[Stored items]
▽

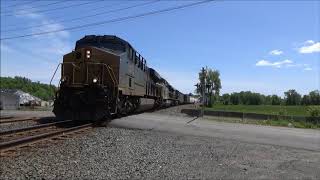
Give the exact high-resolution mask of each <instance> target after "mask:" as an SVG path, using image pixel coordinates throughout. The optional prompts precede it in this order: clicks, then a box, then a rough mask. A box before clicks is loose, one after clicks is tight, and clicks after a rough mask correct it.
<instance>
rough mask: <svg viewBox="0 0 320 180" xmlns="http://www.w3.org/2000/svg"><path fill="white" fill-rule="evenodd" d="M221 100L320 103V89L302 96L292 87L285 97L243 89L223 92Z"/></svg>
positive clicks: (229, 104)
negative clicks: (238, 90) (235, 91)
mask: <svg viewBox="0 0 320 180" xmlns="http://www.w3.org/2000/svg"><path fill="white" fill-rule="evenodd" d="M219 102H221V103H222V104H225V105H239V104H242V105H320V91H319V90H314V91H311V92H309V94H306V95H303V96H302V95H301V94H299V93H298V92H297V91H296V90H294V89H290V90H288V91H286V92H284V98H282V97H280V96H278V95H263V94H260V93H254V92H251V91H241V92H234V93H230V94H228V93H226V94H223V95H222V96H220V98H219Z"/></svg>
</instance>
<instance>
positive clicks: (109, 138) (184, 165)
mask: <svg viewBox="0 0 320 180" xmlns="http://www.w3.org/2000/svg"><path fill="white" fill-rule="evenodd" d="M179 108H182V107H175V108H169V109H167V110H160V111H157V112H154V113H156V114H159V113H163V114H166V115H170V116H174V115H175V114H176V115H178V112H179ZM178 116H179V117H180V118H183V117H182V115H181V116H180V115H178ZM0 162H1V164H0V173H1V174H0V179H42V178H44V179H290V180H291V179H320V152H318V151H308V150H302V149H295V148H289V147H284V146H276V145H265V144H258V143H247V142H239V141H237V140H230V139H225V138H221V137H219V138H218V137H202V136H190V135H182V134H177V133H173V132H171V133H169V132H163V131H154V130H153V131H150V130H139V129H126V128H117V127H97V128H95V129H93V130H92V131H90V132H88V133H86V134H85V135H83V136H76V137H74V138H72V139H67V140H64V141H60V142H58V143H56V144H49V145H48V147H41V148H38V149H29V150H23V151H22V152H21V154H20V156H17V157H1V161H0Z"/></svg>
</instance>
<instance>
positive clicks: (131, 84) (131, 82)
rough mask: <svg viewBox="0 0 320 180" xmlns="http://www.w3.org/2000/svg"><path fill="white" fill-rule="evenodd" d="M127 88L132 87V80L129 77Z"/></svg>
mask: <svg viewBox="0 0 320 180" xmlns="http://www.w3.org/2000/svg"><path fill="white" fill-rule="evenodd" d="M129 87H132V79H131V77H129Z"/></svg>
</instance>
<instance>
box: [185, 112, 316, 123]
mask: <svg viewBox="0 0 320 180" xmlns="http://www.w3.org/2000/svg"><path fill="white" fill-rule="evenodd" d="M181 113H185V114H187V115H190V116H200V113H201V111H200V110H197V109H182V110H181ZM204 115H206V116H215V117H230V118H239V119H242V120H244V119H252V120H277V119H284V120H292V121H306V122H311V123H314V124H320V117H306V116H283V115H271V114H270V115H268V114H257V113H244V112H230V111H204Z"/></svg>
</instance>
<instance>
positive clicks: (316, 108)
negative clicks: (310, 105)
mask: <svg viewBox="0 0 320 180" xmlns="http://www.w3.org/2000/svg"><path fill="white" fill-rule="evenodd" d="M307 112H308V114H309V116H311V117H320V106H309V107H308V109H307Z"/></svg>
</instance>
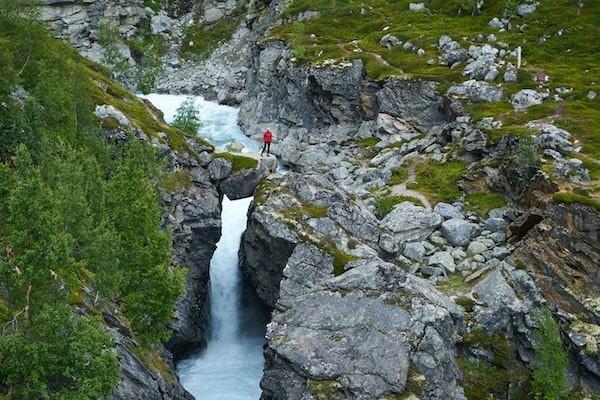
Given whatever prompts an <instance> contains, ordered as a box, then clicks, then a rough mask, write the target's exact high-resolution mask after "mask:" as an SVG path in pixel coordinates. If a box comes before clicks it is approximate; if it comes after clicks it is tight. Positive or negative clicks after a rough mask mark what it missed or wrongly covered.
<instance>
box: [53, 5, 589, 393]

△

Action item. One number only, please: the count of lines in the data that hold the word "resolution".

Solution. 2